— Ваша задача —
Подхватите приведенный ниже рассказ об Александре Ивановиче и его работе в европейских архивах и продолжите его сразу после последнего предложения.

Александру Ивановичу по своим семейным соображениям очень хотелось там быть, а также по общекультурным тоже. И чем дальше, тем больше он привыкал к этой жизни, потому что для его интеллектуального уровня, о котором я сейчас пару слов скажу, он очень любил Россию, но с каждым приездом становилось здесь все более и более душно. Так вот, добрые друзья, в частности, Александр Голицын, Жуковский, вместе придумали ему должность. Потому что он в молодости учился в Геттингене и, кстати, слушал лекции Шлецера, издателя «Русских летописей», Шлецер ему прочил большое историческое будущее. Он не стал этим заниматься, но интерес к этому у него сохранился. Они придумали ему должность, которая была вынужденной, чтобы иметь право официально быть за границей. Это был счастливый случай — должность оказалась соответствующей призванию. Его задание было в архивах европейских и в итальянских (он работал в архивах Ватикана, он работал в парижском архиве) переписывать документы, связанные с Россией, с русско-западными отношениями. И он переписывал там депеши французских послов 18 века о царствованиях, начиная с Петра Первого, и он дошел до Екатерины Второй.
Это очень забавно, по-французски есть совершенно непереводимое выражение, кто-то привел пример - это когда два зеркала стоят друг напротив друга, и это так отражается бесконечно одно в другом, такая игра зеркал. А тут может быть не такая бесконечная, но когда я переписываю архивные документы Александра Ивановича, который описывает, как он в архиве переписывает какое-то донесение времен Екатерины Первой - это очень любопытно. Потому что я реагирую на него и на какие-то сходства, потому что там есть у него в письмах из Москвы 40-го года поразительные вещи, он описывает, как уничтожают Кремль, как сносят старинные церкви в Кремле, чтобы построить там новый дворец для Николая Первого. Если мы заглянем в дату, то мы подумаем, что не в 1840 году написано, а гораздо позже. Он соответственно, так же реагирует на то, что происходило тогда в начале 18 века. И вот он переписывает эти бумаги, он переписал очень много. Сейчас тоже нужно отношение в архив, но тогда нужно были не столько отношение, сколько отношения, то есть нужно было знать людей. И он, конечно, знал всех тех, кто был директором Ватиканского архива и французского Королевского архива, который потом стал Национальным архивом, и они давали ему разрешение работать с этими бумагами. Дальше он размечал, что переписывать, конечно, сам руками не переписывал, у него был писец, который списывал, но он должен был отметить, что списывать. Он успевал за день не только сделать и побывать, но впитать в себя, потом еще описать столько, я действительно не понимаю - как. Потому что без компьютеров, человек рукой пишет. Его день начинался в архиве, потом он обязательно бывал в театре, в трех-четырех салонах, при том это были салоны не с пустой болтовней - это были салоны высочайшего интеллектуального уровня, где обсуждались какие-то политические, литературные новинки.

— Записанные данные —

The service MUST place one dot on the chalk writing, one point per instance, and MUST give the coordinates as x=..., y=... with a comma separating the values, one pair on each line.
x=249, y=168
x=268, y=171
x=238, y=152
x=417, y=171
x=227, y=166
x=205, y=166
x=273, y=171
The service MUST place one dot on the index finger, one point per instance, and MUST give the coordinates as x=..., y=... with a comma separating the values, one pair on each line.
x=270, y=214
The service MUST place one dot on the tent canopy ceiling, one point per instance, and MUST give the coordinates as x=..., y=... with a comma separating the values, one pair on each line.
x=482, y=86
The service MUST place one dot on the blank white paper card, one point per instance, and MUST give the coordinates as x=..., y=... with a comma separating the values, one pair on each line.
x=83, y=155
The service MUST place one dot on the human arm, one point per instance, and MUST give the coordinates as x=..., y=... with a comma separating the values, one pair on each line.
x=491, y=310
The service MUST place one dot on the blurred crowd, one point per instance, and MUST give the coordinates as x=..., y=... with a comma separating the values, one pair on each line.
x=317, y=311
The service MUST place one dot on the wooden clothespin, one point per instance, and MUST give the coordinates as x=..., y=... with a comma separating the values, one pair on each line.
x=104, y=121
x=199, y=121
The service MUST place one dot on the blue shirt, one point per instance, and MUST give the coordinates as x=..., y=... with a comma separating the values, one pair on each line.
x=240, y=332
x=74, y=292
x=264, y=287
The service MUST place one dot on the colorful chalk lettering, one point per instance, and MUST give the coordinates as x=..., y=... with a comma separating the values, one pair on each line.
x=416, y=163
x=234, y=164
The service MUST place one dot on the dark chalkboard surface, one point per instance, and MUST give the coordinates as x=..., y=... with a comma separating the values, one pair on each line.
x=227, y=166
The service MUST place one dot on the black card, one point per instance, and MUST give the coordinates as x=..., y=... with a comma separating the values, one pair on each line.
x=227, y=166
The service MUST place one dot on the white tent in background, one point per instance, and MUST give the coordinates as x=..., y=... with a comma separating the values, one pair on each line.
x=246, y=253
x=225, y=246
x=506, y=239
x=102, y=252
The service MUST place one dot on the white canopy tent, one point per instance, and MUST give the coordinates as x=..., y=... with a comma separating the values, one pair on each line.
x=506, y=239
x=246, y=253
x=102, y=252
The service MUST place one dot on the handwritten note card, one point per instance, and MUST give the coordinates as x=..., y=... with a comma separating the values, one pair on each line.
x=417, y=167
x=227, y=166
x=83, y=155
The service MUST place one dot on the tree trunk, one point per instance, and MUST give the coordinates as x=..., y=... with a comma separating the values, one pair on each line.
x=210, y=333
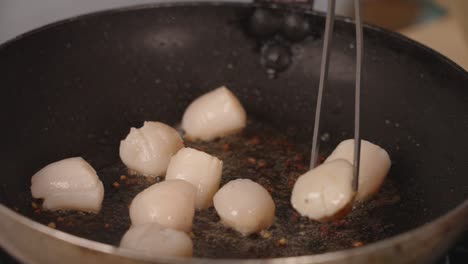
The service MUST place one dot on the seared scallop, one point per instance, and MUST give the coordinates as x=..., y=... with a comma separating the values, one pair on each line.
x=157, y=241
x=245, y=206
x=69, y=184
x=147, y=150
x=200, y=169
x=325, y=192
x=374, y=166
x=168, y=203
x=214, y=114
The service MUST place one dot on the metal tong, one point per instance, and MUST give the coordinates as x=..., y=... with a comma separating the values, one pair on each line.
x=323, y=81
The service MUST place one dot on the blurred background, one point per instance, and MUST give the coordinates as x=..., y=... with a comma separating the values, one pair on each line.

— Итог задания —
Я начинала об этом говорить, но не закончила. Понятно, что когда какой-то русский приезжает в Париж, то его сватают к Александру Ивановичу, и он пишет в одном из писем: «Я всегда рад помочь любому русскому втереться в парижские салоны». И понятно, что если есть русские стихи или русская проза, которую автор хочет или Александр Иванович, чтобы была переведена на французский и издана по-французски, Александр Иванович будет этим заниматься. Причем иногда он это делал даже против своего желания.
Там был такой драматический эпизод в результате, когда в конце 1837 года сгорел Зимний дворец, был пожар, по-видимому, из-за неисправности в трубе, которую плохо прочистили, то Вяземский Петр Андреевич, его многолетний друг, написал брошюру по-французски «Пожар Зимнего дворца», ужасно верноподданническую: мы все душой с царем, мы все за него. И даже потом она не очень ему способствовала, в этот момент все помнили, что Вяземский был либералом, что потом в 20 веке был назван «декабрист без декабря». И поэтому, грубо говоря, те, кто были не либералы, все равно его от этого не полюбили, а те, кто были либералы, посмотрели на это очень косо. На это есть исторические свидетельства. И Александру Ивановичу самому не очень нравилась эта брошюра. Но, тем не менее, Вяземскому ее захотелось напечатать во Франции, и Александр Иванович месяц ходил по французским издательствам, журналам, пристраивал ее, наконец, пристроил, и ее напечатали. И потом он ее рассылал всем французам, не только французам, но и европейцам, немцам, собирал от них сведения, кто-то написал, что это прекрасный французский язык, лучше, чем во Франции. Он все это Вяземскому транслировал, притом, что сам где-то Вяземскому проговаривается, что я бы предпочел, чтобы эта брошюра не была написана. Это его деятельность, если можно так сказать, по пропаганде того, что написано русскими.

Иван Толстой: То есть Александр Тургенев во всех смыслах занимался собиранием россики?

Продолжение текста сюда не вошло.